• [Excerpt]

● ● ● ●

People with TIC display distinct changes in endomyocardial biopsies. TIC is associated with the infiltration of CD68^{+} macrophages into the myocardium while CD3^{+} T-cells are very rare. Furthermore, patients with TIC display significant fibrosis due to collagen deposition. The distribution of mitochondria has found to be altered as well, with an enrichment at the intercalated discs (EMID-sign).

TIC is likely underdiagnosed due to attribution of the tachyarrhythmia to the cardiomyopathy. Poor control of the tachyarrhythmia can result in worsening of heart failure symptoms and cardiomyopathy. Therefore, it is important to aggressively treat the tachyarrhythmia and monitor patients for resolution of left ventricular systolic dysfunction in cases of suspected TIC.

==Treatment==
Treatment of TIC involves treating both the tachyarrhythmia and the heart failure with the goal of adequate rate control or restoration of the normal heart rhythm (aka. normal sinus rhythm) to reverse the cardiomyopathy. The treatment of the tachyarrhythmia depends on the specific arrhythmia, but possible treatment modalities include rate control, rhythm control with antiarrhythmic agents and cardioversion, radiofrequency (RF) catheter ablation, or AV node ablation with permanent pacemaker implantation.

For TIC due to atrial fibrillation, rate control, rhythm control, and RF catheter ablation can be effective to control the tachyarrhythmia and improve left ventricular systolic function. For TIC due to atrial flutter, rate control is often difficult to achieve, and RF catheter ablation has a relatively high success rate with a low risk of complications. In patients with TIC due to other types of SVT, RF catheter ablation is recommended as a first-line treatment. In patients with TIC due to VT or PVCs, both antiarrhythmics and RF catheter ablation can be used. However, the options for antiarrhythmic agents are limited because certain agents can be proarrhythmic in the setting of myocardial dysfunction in TIC. Therefore, RF catheter ablation is often a safe and effective choice for treatment VT and PVCs causing TIC. In cases where other treatment strategies fail, AV node ablation with permanent pacemaker implantation can also be used to treat the tachyarrhythmia.

● ● ● ●

• [What you need to do]
1. In the TIC passage, why is RF catheter ablation often chosen to treat VT and PVCs that cause TIC?
2. According to the TIC passage, what is the recommended first-line treatment for TIC caused by other types of SVT?
3. Write out everything in the TIC passage from "TIC is likely" down to "permanent pacemaker implantation.", word for word.

• [Given data]
● ● ● ●

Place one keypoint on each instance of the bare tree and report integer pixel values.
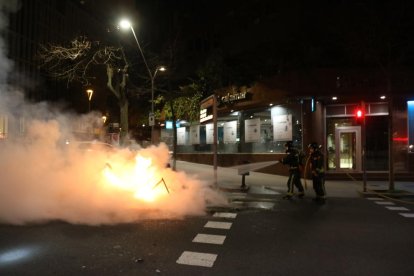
(75, 63)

● ● ● ●

• [Answers by item]
1. The choice of antiarrhythmic drugs is limited, because some of them can cause arrhythmias when the heart muscle is already weakened in TIC. That makes RF catheter ablation a safe and effective option for VT and PVCs.

2. RF catheter ablation.

3.
TIC is likely underdiagnosed due to attribution of the tachyarrhythmia to the cardiomyopathy. Poor control of the tachyarrhythmia can result in worsening of heart failure symptoms and cardiomyopathy. Therefore, it is important to aggressively treat the tachyarrhythmia and monitor patients for resolution of left ventricular systolic dysfunction in cases of suspected TIC.

==Treatment==
Treatment of TIC involves treating both the tachyarrhythmia and the heart failure with the goal of adequate rate control or restoration of the normal heart rhythm (aka. normal sinus rhythm) to reverse the cardiomyopathy. The treatment of the tachyarrhythmia depends on the specific arrhythmia, but possible treatment modalities include rate control, rhythm control with antiarrhythmic agents and cardioversion, radiofrequency (RF) catheter ablation, or AV node ablation with permanent pacemaker implantation.